BEGIN
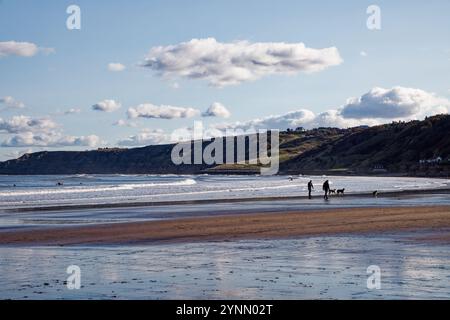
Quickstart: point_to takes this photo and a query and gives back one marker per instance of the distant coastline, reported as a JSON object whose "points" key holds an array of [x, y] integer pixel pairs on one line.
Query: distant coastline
{"points": [[135, 204], [415, 149]]}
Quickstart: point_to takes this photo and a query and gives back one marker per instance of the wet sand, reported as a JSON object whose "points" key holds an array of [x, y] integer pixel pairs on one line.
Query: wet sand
{"points": [[133, 204], [270, 225]]}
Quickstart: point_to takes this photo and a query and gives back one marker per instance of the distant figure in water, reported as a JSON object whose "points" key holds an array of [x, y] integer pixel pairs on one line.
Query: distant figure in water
{"points": [[310, 188], [326, 188]]}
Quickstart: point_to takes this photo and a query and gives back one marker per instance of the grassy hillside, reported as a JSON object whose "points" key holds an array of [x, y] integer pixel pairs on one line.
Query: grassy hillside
{"points": [[391, 148]]}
END
ACTIVITY ▸ Quote exactly the line containing "Query: distant figure in water" and every later line through the end of the listing, and no other lines.

RESULT ▸
Query: distant figure in water
{"points": [[310, 188], [326, 188]]}
Quickstart: point_to takes this photo and a query and gives back one marker per instance of the grassy hillside, reported as a JSON object whose "points" key holds an array of [x, y] integer pixel pairs on one line.
Query: grassy hillside
{"points": [[391, 148]]}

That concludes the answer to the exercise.